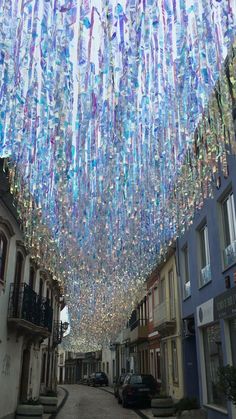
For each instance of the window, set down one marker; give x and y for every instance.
(150, 306)
(174, 362)
(187, 287)
(232, 329)
(205, 272)
(41, 287)
(32, 278)
(172, 294)
(3, 253)
(229, 228)
(213, 360)
(156, 297)
(162, 291)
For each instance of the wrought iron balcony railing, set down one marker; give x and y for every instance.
(26, 304)
(138, 322)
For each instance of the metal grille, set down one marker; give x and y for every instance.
(26, 304)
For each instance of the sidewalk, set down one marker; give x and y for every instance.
(60, 394)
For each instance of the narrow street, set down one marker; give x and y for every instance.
(96, 403)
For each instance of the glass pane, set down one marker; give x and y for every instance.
(226, 223)
(232, 327)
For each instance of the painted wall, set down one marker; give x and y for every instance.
(174, 389)
(211, 213)
(13, 342)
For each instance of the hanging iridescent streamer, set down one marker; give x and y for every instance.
(109, 115)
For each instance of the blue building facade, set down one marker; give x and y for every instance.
(207, 270)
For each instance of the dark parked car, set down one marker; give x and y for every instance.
(118, 383)
(138, 388)
(98, 378)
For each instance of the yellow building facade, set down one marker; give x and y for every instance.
(167, 321)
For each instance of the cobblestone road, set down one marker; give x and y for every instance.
(94, 403)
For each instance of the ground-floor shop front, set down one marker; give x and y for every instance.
(216, 345)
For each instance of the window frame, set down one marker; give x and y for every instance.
(172, 294)
(162, 290)
(175, 366)
(5, 248)
(185, 270)
(228, 228)
(204, 255)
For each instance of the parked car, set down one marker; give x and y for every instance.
(98, 378)
(118, 383)
(138, 388)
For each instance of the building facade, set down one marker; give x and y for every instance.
(207, 267)
(167, 321)
(30, 302)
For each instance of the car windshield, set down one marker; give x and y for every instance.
(142, 379)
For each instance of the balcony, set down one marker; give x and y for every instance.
(28, 312)
(229, 254)
(162, 321)
(138, 330)
(205, 275)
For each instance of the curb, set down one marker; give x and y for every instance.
(54, 415)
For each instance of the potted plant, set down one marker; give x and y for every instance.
(49, 401)
(162, 406)
(227, 382)
(29, 408)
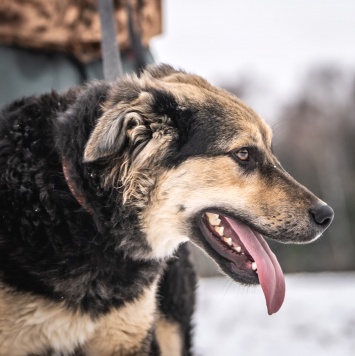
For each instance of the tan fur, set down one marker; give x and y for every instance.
(169, 337)
(30, 324)
(123, 331)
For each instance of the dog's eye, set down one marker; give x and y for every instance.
(242, 154)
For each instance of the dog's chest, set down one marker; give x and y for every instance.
(31, 325)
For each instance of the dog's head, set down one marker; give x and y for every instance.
(198, 165)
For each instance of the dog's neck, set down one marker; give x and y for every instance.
(74, 190)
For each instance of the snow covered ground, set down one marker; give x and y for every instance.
(317, 318)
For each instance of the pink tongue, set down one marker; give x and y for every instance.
(271, 278)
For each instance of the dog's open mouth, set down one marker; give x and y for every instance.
(249, 254)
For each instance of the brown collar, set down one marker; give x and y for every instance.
(72, 186)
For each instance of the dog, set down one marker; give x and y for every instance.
(102, 187)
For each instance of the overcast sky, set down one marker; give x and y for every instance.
(273, 40)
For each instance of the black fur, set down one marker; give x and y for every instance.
(49, 244)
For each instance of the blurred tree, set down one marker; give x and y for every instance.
(317, 147)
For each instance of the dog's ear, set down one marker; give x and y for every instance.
(112, 132)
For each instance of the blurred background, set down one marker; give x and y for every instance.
(294, 63)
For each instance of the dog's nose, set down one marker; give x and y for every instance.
(322, 214)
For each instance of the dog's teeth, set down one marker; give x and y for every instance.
(219, 230)
(213, 219)
(237, 248)
(228, 240)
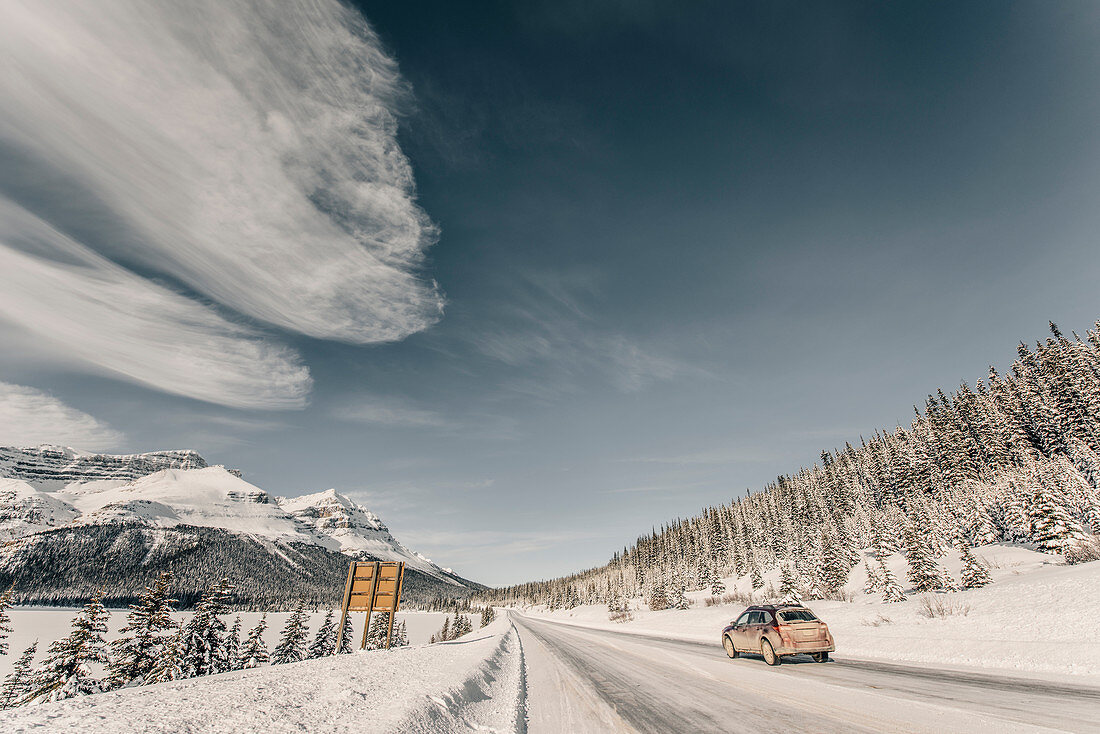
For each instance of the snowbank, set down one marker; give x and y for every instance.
(471, 683)
(1036, 617)
(46, 624)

What the exercise asks: Return the material above verbatim. Pictures are to be excluded.

Output for this task:
For each instance of the window, set down one marker; give x and y for every instance.
(150, 306)
(174, 362)
(187, 287)
(232, 329)
(205, 272)
(41, 287)
(32, 278)
(172, 294)
(3, 253)
(229, 228)
(213, 360)
(156, 297)
(162, 291)
For each instance of the wrought iron balcony railing, set down one marker; give x and y for every instance.
(26, 304)
(138, 322)
For each instance of the metal grille, set down one marker; give x and y for every instance.
(26, 304)
For each instance of the sidewalk, set down one marker; give x and y for every instance.
(60, 394)
For each instance of the narrow street, set down one marker; give x and y for every instance.
(96, 403)
For each instance of the glass pane, set down one marker; give x and y for every instance.
(226, 223)
(232, 327)
For each instance of the painted wall, set down one marker; give x and y for every instance.
(174, 389)
(211, 213)
(13, 342)
For each instance of the hanging iridescent streamer, set down one marker; give x and y for every instance.
(109, 115)
For each instance of the blue building facade, set down one marker; give x and y for every instance.
(207, 270)
For each instance of the dark parked car, set down one marker; give x and y for every instance.
(118, 383)
(138, 388)
(98, 378)
For each instance of the yellow building facade, set down one marker; give x and y for every instance.
(167, 321)
For each instance of the cobblestone road, set down one marker; give x and y for every instance.
(94, 403)
For each instance of the ground-floor shop front, set down one marker; give x and y for every instance.
(216, 345)
For each instance of the window frame, set down one marker; give x and y for every instance.
(172, 294)
(162, 290)
(175, 366)
(5, 248)
(185, 270)
(228, 228)
(204, 255)
For each instance of the parked car, set down one marker; give x and y for every instance.
(98, 378)
(118, 383)
(138, 388)
For each instance of the building facade, set down one marker; give x and y for every instance.
(207, 267)
(167, 321)
(30, 302)
For each instance of the car windshield, set down one marker; give x and y for every instance.
(142, 379)
For each instance of the balcony, set down one marker; give x and y for every instance.
(28, 312)
(229, 254)
(162, 321)
(138, 330)
(205, 275)
For each instance of the curb, set down one marker; give x and y for every instance.
(54, 415)
For each instance of the potted plant, set down one marker; give x and y for every instance.
(49, 401)
(162, 406)
(227, 382)
(29, 408)
For each instance of the tan fur, set down one marker; give x and y for every instance.
(169, 337)
(30, 324)
(123, 331)
For each instance of the dog's eye, set down one marker; give x and y for every instance.
(242, 154)
For each instance of the dog's chest, set down one marker; give x and y for every instance.
(31, 325)
For each instance of the dog's head, set down one marker; give x and y for every instance.
(198, 165)
For each instance of the dog's neck, set down one marker; give x and y for every instance.
(74, 190)
For each instance of the snow covered ground, set down one marker; give x and y for every instance.
(317, 318)
For each instance of the pink tongue, set down one marker; give x and y for every instance.
(271, 278)
For each instance of the dog's open mouth, set down one marker; give x and y for every instance.
(249, 254)
For each instance of the brown collar, set down one marker; give x and y for every instance.
(72, 186)
For each instance of the dog, set down one marker; give x and y for every instance.
(102, 187)
For each instance of the overcast sky, set down one marker; give x and y for every instance.
(273, 40)
For each instance of the black fur, set down one marker; give x and y for every instance.
(49, 244)
For each instance of the blurred tree, set down one marker; give x and y for every instance.
(317, 147)
For each instance of the dog's ear, set down one marker; give x and y for every instance.
(112, 132)
For each instance of the blurred background, set down one marker; give x and y for every instance.
(294, 63)
For each instance of the dog's nose, set down one marker; give x and y for every instance.
(322, 214)
For each instance of the dog's teeth, set down one marker; give x and y for every instance.
(219, 230)
(213, 219)
(237, 248)
(228, 240)
For each instance of the snowbank, set down one marker; give x and y for every instance.
(471, 683)
(1036, 617)
(46, 624)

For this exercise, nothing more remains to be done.